------ Information provided ------

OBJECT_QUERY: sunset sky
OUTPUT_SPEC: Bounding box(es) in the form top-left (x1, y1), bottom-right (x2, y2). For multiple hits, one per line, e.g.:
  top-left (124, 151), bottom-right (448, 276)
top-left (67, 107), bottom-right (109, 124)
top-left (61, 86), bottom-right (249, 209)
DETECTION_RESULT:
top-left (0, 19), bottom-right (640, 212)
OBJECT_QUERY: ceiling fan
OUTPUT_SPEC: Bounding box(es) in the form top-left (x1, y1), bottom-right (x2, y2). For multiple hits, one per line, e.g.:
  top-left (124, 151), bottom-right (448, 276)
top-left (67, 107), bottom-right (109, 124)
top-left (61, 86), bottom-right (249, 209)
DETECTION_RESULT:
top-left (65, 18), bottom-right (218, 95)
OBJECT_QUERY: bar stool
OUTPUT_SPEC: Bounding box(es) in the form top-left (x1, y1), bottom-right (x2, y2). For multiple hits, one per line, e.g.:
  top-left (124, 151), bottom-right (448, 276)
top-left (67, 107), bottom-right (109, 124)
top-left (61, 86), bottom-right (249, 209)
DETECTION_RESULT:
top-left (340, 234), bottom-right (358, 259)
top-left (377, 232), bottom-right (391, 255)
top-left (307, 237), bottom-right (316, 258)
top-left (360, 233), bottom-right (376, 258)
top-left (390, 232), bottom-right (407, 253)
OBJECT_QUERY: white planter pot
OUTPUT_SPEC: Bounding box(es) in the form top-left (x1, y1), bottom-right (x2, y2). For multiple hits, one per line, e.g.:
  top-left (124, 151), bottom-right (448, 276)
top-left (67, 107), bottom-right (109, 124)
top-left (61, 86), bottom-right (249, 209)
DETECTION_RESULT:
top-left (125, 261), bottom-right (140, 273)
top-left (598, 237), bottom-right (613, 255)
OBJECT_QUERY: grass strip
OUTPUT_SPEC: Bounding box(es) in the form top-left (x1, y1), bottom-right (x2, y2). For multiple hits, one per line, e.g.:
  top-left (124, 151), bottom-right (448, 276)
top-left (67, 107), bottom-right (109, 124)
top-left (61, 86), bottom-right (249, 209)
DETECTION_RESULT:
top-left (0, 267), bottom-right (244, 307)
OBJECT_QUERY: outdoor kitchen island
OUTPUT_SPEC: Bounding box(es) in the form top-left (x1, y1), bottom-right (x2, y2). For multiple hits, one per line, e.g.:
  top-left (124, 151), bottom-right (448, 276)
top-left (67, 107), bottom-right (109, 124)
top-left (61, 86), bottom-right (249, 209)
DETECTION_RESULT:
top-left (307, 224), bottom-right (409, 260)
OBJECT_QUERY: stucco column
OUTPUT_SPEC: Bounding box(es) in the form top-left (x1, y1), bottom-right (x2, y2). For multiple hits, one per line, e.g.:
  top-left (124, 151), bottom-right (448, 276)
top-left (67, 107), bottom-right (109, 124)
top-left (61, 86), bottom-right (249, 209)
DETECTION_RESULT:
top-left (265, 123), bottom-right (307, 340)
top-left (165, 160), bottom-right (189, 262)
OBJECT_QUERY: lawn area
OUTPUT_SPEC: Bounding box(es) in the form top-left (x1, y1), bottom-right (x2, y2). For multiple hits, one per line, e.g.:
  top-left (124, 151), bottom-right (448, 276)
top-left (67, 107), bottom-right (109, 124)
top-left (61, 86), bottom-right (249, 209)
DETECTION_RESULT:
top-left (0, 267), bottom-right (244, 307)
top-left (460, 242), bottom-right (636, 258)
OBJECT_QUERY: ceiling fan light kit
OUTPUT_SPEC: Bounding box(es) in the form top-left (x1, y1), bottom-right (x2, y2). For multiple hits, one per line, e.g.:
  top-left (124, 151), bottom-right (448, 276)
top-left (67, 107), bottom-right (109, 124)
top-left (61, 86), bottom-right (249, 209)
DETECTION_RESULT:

------

__Exercise goal__
Please repeat every one of the records above line for line, with no changes.

__Exercise response__
OBJECT_QUERY: sunset sky
OUTPUT_SPEC: Bounding box(es) in the form top-left (x1, y1), bottom-right (x2, y2). For multiple hits, one per line, e.g.:
  top-left (124, 151), bottom-right (448, 276)
top-left (67, 107), bottom-right (109, 124)
top-left (61, 86), bottom-right (249, 209)
DETECTION_RESULT:
top-left (0, 19), bottom-right (640, 212)
OBJECT_QUERY: ceiling fan
OUTPUT_SPEC: Bounding box(es) in the form top-left (x1, y1), bottom-right (x2, y2). For multiple hits, one per line, e.g.:
  top-left (124, 151), bottom-right (448, 276)
top-left (67, 107), bottom-right (109, 124)
top-left (61, 86), bottom-right (249, 209)
DETECTION_RESULT:
top-left (65, 18), bottom-right (218, 95)
OBJECT_QUERY: bar stool
OUTPUT_SPEC: Bounding box(es) in the form top-left (x1, y1), bottom-right (x2, y2). For multiple hits, one per line, e.g.:
  top-left (124, 151), bottom-right (448, 276)
top-left (67, 107), bottom-right (109, 124)
top-left (61, 86), bottom-right (249, 209)
DETECTION_RESULT:
top-left (340, 234), bottom-right (358, 259)
top-left (377, 232), bottom-right (391, 255)
top-left (307, 237), bottom-right (316, 258)
top-left (360, 233), bottom-right (376, 258)
top-left (390, 232), bottom-right (407, 253)
OBJECT_QUERY: white planter pot
OUTPUT_SPEC: Bounding box(es) in the form top-left (x1, y1), bottom-right (x2, y2). For multiple hits, one per line, e.g.:
  top-left (124, 151), bottom-right (448, 276)
top-left (67, 107), bottom-right (109, 124)
top-left (61, 86), bottom-right (249, 209)
DETECTION_RESULT:
top-left (125, 261), bottom-right (140, 273)
top-left (598, 237), bottom-right (613, 255)
OBJECT_QUERY: grass strip
OUTPUT_SPEC: Bounding box(es) in the form top-left (x1, y1), bottom-right (x2, y2). For multiple hits, one per line, e.g.:
  top-left (124, 151), bottom-right (448, 276)
top-left (67, 107), bottom-right (109, 124)
top-left (61, 86), bottom-right (249, 209)
DETECTION_RESULT:
top-left (0, 267), bottom-right (244, 307)
OBJECT_QUERY: outdoor kitchen island
OUTPUT_SPEC: Bounding box(es) in the form top-left (x1, y1), bottom-right (x2, y2). For multiple hits, one per line, e.g.:
  top-left (124, 151), bottom-right (448, 276)
top-left (67, 107), bottom-right (109, 124)
top-left (61, 86), bottom-right (249, 209)
DETECTION_RESULT:
top-left (307, 224), bottom-right (409, 260)
OBJECT_QUERY: stucco column
OUTPUT_SPEC: Bounding box(es) in the form top-left (x1, y1), bottom-right (x2, y2). For multiple hits, one per line, e.g.:
  top-left (124, 151), bottom-right (448, 276)
top-left (67, 107), bottom-right (109, 124)
top-left (61, 86), bottom-right (249, 209)
DETECTION_RESULT:
top-left (265, 123), bottom-right (307, 340)
top-left (165, 160), bottom-right (189, 262)
OBJECT_QUERY: lawn area
OUTPUT_SPEC: Bounding box(es) in the form top-left (x1, y1), bottom-right (x2, y2). For multiple hits, one per line, e.g.:
  top-left (124, 151), bottom-right (448, 276)
top-left (67, 107), bottom-right (109, 124)
top-left (61, 86), bottom-right (249, 209)
DETECTION_RESULT:
top-left (0, 267), bottom-right (244, 307)
top-left (460, 242), bottom-right (636, 258)
OBJECT_QUERY: ceiling fan light kit
OUTPUT_SPEC: Bounding box(es) in the form top-left (x1, y1), bottom-right (x2, y2). For multiple hits, one per line, e.g.:
  top-left (124, 151), bottom-right (448, 276)
top-left (67, 107), bottom-right (109, 124)
top-left (61, 86), bottom-right (249, 209)
DETECTION_RESULT:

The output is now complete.